• _Short exercise_:
Only the lines from the line containing "Verification task: confirm whether any tree is" to the end of the entries should be repeated, exactly as they appear.

• _Information supplied_:
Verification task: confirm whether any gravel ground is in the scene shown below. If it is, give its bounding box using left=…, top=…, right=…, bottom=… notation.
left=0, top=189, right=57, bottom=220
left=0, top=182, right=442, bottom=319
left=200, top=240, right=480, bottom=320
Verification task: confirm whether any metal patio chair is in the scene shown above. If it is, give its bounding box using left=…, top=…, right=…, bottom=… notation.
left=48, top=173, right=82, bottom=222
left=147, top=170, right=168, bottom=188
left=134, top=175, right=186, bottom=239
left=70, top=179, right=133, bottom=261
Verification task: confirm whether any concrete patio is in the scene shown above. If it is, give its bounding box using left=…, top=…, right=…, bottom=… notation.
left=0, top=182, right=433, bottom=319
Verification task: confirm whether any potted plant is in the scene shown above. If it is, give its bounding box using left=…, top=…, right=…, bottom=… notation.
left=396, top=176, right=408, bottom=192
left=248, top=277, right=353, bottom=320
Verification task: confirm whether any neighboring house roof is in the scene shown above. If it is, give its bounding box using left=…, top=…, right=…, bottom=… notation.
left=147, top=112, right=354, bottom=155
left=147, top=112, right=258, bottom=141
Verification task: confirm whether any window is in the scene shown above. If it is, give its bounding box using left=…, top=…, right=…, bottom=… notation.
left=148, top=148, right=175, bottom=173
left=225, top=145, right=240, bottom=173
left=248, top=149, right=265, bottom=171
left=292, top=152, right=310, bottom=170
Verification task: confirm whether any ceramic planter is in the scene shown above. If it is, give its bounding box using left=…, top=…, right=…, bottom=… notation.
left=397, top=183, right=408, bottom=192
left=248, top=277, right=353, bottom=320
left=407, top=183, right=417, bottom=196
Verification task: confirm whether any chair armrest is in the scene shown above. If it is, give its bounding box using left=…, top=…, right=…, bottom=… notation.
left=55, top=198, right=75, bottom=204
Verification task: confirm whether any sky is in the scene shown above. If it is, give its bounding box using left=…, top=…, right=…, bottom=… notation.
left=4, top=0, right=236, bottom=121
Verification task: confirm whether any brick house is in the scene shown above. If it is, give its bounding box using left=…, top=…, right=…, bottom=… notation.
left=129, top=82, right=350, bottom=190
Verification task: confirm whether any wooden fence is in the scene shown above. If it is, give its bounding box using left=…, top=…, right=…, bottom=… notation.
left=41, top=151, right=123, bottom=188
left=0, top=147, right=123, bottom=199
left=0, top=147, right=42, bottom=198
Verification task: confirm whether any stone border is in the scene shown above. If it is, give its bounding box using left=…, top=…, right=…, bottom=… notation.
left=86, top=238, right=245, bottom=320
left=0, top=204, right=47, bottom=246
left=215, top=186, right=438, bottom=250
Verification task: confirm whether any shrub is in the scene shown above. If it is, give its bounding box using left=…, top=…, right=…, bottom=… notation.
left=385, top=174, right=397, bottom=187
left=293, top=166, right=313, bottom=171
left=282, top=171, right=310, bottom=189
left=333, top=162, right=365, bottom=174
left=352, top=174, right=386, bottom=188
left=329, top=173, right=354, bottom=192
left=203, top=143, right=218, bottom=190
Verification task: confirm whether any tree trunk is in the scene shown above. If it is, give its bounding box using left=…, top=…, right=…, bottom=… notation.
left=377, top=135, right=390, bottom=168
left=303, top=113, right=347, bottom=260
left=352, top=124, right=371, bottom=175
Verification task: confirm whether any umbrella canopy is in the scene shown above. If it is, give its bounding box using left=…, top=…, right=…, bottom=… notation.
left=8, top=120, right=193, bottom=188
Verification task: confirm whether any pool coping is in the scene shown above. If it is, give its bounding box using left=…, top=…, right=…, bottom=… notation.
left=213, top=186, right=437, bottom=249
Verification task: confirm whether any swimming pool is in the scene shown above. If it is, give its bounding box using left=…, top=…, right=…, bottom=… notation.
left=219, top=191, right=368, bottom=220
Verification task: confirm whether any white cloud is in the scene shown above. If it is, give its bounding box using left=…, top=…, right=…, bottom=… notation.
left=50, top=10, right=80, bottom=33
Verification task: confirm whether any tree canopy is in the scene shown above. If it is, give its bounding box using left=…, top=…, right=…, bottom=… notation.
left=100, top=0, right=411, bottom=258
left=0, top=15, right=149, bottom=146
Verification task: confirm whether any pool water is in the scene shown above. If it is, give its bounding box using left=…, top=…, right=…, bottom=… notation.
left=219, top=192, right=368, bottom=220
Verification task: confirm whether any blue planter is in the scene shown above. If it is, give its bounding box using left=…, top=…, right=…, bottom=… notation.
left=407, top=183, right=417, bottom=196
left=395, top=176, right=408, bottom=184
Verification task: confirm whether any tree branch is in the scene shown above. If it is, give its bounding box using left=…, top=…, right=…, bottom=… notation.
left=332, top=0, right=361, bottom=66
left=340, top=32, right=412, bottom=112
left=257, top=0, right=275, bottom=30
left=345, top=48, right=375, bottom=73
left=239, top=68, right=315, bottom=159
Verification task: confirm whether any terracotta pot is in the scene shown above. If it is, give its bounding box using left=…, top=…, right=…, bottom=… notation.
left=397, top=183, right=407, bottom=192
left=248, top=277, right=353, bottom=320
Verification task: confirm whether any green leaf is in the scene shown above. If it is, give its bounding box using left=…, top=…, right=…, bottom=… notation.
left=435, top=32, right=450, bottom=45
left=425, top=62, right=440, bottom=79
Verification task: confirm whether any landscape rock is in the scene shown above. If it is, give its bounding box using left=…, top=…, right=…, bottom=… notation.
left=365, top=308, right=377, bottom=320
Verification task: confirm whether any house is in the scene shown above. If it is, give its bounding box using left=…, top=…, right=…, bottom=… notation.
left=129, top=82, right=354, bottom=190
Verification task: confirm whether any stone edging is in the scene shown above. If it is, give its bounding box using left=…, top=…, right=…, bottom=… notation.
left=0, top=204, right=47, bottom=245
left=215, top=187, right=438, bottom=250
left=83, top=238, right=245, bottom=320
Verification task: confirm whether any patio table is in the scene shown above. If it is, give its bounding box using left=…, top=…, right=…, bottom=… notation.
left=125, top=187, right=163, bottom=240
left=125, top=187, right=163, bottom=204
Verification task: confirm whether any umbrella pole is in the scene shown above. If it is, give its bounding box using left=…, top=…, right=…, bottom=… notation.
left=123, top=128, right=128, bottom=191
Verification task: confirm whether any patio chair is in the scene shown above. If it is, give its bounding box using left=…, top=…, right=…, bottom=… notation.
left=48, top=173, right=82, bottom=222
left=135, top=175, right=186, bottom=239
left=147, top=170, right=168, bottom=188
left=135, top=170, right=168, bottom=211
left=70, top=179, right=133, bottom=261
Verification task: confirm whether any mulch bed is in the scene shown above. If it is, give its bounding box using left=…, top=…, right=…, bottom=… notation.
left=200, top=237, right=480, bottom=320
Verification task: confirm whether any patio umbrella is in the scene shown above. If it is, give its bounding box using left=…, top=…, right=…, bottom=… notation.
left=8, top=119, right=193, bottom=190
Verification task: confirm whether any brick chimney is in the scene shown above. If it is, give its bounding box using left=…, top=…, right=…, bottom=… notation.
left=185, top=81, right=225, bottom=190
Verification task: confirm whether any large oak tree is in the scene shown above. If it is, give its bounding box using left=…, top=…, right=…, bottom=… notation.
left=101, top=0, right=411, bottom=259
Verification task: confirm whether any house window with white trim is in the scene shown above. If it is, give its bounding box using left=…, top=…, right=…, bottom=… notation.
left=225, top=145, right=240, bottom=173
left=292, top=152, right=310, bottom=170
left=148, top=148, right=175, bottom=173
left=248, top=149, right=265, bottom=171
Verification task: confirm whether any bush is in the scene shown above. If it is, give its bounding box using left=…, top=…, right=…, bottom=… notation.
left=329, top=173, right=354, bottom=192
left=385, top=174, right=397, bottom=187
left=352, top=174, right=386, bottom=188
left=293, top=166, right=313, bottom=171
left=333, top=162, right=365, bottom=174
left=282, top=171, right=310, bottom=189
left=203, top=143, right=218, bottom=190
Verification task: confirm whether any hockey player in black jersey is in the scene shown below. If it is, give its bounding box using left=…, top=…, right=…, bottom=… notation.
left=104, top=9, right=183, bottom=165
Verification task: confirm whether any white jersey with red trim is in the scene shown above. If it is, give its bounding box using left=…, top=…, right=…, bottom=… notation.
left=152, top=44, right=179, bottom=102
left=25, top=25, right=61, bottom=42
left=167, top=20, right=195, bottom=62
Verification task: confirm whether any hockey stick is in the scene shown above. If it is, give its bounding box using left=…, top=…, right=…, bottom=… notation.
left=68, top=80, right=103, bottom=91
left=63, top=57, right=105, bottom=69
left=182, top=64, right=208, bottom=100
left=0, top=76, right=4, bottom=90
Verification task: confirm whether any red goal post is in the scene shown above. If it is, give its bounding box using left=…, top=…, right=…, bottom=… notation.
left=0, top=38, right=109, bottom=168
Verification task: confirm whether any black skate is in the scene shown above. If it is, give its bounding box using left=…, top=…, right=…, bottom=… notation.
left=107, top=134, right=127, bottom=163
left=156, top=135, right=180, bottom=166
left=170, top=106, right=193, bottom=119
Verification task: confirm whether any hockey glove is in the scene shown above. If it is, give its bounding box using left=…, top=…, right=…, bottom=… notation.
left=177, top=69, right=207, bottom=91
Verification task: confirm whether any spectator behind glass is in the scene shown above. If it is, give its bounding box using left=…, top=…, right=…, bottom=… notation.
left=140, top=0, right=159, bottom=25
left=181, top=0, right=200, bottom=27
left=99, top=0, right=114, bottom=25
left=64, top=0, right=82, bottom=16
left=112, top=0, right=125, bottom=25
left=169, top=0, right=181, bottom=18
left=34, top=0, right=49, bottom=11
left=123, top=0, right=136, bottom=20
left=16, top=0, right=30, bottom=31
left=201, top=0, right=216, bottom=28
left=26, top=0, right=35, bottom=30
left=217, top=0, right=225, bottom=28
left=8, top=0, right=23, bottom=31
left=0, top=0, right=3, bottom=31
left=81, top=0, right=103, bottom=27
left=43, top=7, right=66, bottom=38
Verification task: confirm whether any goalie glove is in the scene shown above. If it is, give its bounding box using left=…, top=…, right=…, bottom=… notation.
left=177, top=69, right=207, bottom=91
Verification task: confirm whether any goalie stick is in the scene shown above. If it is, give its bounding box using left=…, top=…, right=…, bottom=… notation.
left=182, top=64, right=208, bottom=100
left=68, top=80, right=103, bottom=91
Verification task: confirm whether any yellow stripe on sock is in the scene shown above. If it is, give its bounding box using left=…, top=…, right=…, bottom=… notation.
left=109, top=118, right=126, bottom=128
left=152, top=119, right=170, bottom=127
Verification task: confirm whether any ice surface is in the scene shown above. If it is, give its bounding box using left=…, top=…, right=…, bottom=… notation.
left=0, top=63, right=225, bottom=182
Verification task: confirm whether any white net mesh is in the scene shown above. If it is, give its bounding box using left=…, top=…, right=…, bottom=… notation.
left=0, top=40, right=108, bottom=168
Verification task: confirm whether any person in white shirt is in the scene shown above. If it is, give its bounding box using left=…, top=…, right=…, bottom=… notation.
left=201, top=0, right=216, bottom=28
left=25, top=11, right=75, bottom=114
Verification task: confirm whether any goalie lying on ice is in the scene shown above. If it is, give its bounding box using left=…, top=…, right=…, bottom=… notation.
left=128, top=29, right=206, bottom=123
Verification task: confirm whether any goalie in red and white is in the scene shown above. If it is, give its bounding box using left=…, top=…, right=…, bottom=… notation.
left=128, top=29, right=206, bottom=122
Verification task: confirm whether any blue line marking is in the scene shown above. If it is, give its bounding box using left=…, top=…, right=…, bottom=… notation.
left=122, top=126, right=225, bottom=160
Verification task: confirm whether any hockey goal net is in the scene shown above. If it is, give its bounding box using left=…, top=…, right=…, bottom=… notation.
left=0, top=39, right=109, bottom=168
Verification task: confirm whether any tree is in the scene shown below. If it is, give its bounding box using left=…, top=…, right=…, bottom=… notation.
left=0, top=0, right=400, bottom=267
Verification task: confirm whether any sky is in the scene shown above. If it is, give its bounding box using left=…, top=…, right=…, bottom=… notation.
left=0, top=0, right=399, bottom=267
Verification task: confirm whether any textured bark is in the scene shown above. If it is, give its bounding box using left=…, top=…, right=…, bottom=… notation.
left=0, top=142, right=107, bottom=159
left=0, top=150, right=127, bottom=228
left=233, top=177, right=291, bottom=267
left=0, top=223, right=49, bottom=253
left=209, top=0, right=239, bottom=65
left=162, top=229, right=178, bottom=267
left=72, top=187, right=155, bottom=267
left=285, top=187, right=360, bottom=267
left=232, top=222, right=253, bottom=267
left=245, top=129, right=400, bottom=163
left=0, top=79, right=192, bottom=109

• _Solution for this problem_:
Verification task: confirm whether any tree is in the scene shown below. If it is, give its bounding box using left=…, top=…, right=…, bottom=… notation.
left=0, top=0, right=400, bottom=267
Verification task: confirm whether any sky is in the scene shown above. If it is, give its bounding box using left=…, top=…, right=…, bottom=… notation.
left=0, top=0, right=399, bottom=267
Verification task: confirm whether any textured bark is in the scene shown above. If it is, give its bounding box using left=…, top=…, right=…, bottom=… notation.
left=0, top=142, right=107, bottom=159
left=0, top=150, right=127, bottom=228
left=233, top=177, right=291, bottom=267
left=0, top=223, right=49, bottom=253
left=209, top=0, right=239, bottom=65
left=162, top=229, right=178, bottom=267
left=72, top=187, right=155, bottom=267
left=285, top=187, right=360, bottom=267
left=232, top=222, right=253, bottom=267
left=245, top=129, right=400, bottom=163
left=0, top=79, right=192, bottom=109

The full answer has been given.